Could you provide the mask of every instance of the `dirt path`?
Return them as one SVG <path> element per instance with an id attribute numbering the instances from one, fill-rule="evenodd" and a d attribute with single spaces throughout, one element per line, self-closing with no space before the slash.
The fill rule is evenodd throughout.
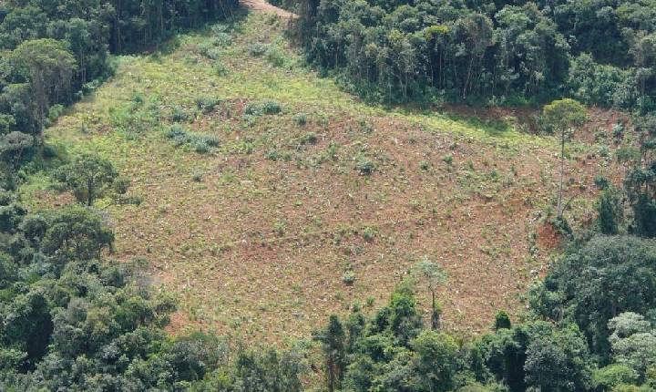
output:
<path id="1" fill-rule="evenodd" d="M 296 15 L 294 15 L 293 13 L 285 11 L 282 8 L 272 5 L 264 0 L 241 0 L 241 4 L 251 9 L 266 12 L 268 14 L 275 14 L 286 19 L 296 17 Z"/>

::::::

AIM OF THE TASK
Please transcribe every line of the items above exactly, leaving the pictures out of your answer.

TASK SOLUTION
Could you provide the mask of every instance of the `dirt path`?
Return them as one SVG <path> element per instance with an id attribute numbering the instances from one, fill-rule="evenodd" and a d attribute with single spaces throughout, one element per line, self-closing with no space before the slash.
The fill rule is evenodd throughout.
output:
<path id="1" fill-rule="evenodd" d="M 296 15 L 294 15 L 293 13 L 285 11 L 282 8 L 272 5 L 264 0 L 241 0 L 241 4 L 251 9 L 266 12 L 268 14 L 275 14 L 286 19 L 296 17 Z"/>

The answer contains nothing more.